▸ Study material

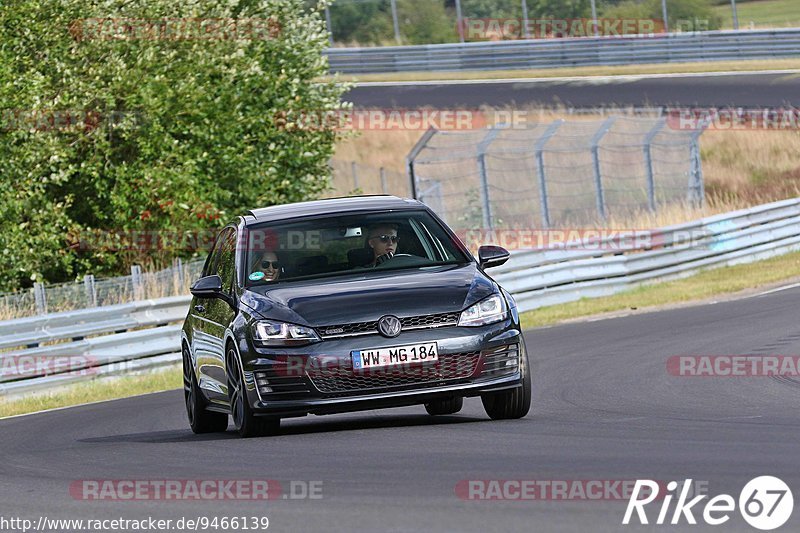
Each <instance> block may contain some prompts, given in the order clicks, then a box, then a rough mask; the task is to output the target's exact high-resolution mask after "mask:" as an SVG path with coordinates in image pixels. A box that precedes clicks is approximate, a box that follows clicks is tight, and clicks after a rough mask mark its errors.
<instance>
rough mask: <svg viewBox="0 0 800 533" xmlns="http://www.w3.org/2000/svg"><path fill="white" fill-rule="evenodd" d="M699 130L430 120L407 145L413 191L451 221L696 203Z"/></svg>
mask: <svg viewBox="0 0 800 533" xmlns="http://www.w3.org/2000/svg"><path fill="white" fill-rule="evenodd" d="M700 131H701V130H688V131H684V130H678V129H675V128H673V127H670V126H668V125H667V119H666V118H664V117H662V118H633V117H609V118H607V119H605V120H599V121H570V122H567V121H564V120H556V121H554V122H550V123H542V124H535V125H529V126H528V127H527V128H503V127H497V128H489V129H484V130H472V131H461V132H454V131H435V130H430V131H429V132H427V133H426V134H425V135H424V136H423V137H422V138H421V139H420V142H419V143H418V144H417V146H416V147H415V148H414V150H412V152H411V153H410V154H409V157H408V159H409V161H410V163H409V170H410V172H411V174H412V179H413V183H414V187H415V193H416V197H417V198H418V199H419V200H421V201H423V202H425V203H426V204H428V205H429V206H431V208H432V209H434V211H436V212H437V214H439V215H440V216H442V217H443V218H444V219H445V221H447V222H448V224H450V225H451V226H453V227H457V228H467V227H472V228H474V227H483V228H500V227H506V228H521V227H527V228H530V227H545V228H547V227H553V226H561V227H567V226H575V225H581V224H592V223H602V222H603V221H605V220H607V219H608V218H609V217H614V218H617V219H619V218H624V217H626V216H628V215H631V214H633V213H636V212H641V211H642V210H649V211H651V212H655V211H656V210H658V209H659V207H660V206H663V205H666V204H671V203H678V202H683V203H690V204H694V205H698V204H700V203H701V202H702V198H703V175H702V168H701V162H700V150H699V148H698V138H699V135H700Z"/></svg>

==

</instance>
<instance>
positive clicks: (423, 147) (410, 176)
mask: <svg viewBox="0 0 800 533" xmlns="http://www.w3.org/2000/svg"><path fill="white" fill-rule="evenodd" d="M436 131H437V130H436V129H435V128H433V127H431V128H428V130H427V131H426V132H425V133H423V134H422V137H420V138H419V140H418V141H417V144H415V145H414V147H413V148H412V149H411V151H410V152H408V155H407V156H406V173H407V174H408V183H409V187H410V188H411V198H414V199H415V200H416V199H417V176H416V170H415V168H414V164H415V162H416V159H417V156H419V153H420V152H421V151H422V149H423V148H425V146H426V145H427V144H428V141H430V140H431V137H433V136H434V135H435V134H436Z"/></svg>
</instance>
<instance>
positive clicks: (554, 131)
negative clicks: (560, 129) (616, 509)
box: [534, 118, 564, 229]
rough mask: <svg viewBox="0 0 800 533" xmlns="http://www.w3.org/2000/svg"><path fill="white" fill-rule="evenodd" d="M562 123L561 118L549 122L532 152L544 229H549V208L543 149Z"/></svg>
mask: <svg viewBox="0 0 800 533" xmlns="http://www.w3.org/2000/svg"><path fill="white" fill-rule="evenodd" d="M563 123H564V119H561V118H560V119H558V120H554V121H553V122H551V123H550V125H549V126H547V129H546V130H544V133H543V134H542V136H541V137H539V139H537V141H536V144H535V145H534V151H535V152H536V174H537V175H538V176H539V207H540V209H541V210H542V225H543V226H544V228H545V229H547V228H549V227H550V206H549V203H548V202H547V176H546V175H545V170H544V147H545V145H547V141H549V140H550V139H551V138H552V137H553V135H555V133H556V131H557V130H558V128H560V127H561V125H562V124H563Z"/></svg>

▸ What you are asked to do
Your answer must consist solely of the lines above between the line holding "positive clicks: (554, 131)" and the line holding "box: [534, 118, 564, 229]", inclusive, copied exactly.

▸ Answer to this problem
positive clicks: (554, 131)
negative clicks: (560, 129) (616, 509)
box: [534, 118, 564, 229]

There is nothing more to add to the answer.